◆ PAGE EXCERPT
▼
When a person suffers a concussion or other type of traumatic brain injury (TBI), their treatment is often focused on healing their brain and dealing with the physical symptoms they're experiencing. However, it's essential to understand the impact of a TBI on a person's mental health.
Some studies have focused on the link between TBIs and suicide. Sometimes, suicides result from mental health conditions such as anxiety and depression that can occur after a single TBI or multiple injuries over the course of years.
People who already have mental health issues, such as bipolar disorder, may see their conditions worsen after suffering a brain injury. However, sometimes people with no signs of a mental health disorder take their own lives after suffering a TBI.
Over the past 15 years, we've seen some cases of professional athletes who have died by suicide after suffering multiple concussions over years of playing football. Unfortunately, the concussion-related condition chronic traumatic encephalopathy (CTE) that had ravaged their brains wasn't discovered until their autopsies. That condition can still only definitively be diagnosed after a person has died, although researchers are working on ways to diagnose it in people who are still alive.
Just like CTE, concussions and TBIs can go undiagnosed as well. A person who is injured in a car accident, for example, may feel fine when they've actually suffered brain trauma.
That's why it's crucial that you seek medical treatment after any sort of blow to the head or even an accident where the head is shaken severely and get a proper diagnosis of any damage to the brain. If you or a loved one has been injured due to someone else's actions or negligence, it's essential to seek the compensation you need and deserve to ensure that you get the medical and potentially the mental health treatment that can help prevent further harm and even a tragic outcome like suicide.
▲
◆ DIRECTIONS FOR THIS TASK
According to the article on brain injury and mental health, when can chronic traumatic encephalopathy (CTE) still only be definitively diagnosed? Nothing in the records is needed.

◆ ENTRIES PROVIDED
▼
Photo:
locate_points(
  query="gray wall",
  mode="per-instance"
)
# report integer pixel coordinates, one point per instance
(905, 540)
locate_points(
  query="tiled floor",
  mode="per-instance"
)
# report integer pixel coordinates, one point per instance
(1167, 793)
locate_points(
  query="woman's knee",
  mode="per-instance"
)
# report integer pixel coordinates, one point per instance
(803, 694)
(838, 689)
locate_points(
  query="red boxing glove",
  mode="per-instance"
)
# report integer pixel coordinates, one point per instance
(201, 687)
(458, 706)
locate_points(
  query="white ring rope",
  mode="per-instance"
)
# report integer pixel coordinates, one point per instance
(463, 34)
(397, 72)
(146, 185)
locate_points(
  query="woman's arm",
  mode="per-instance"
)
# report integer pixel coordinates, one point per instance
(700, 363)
▲
◆ TASK SOLUTION
Only after a person has died.